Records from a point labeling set

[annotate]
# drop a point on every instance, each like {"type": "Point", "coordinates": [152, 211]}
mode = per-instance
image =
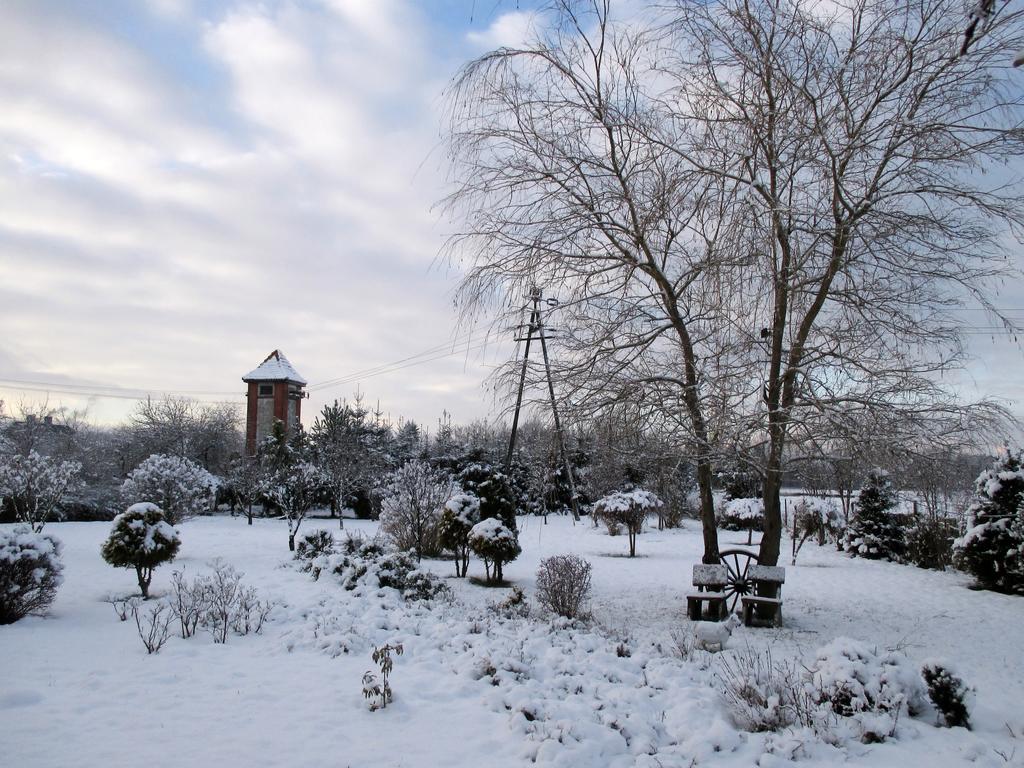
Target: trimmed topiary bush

EXERCISE DIRECTIONS: Revise the records above, changing "trimmed" to "pruned" and keeping every other line the same, and leave the pictures out of your answer.

OUTPUT FOR THIS EXERCISE:
[annotate]
# drop a point on every instance, each like {"type": "Point", "coordinates": [152, 211]}
mode = per-instance
image =
Target: pruned topiary bush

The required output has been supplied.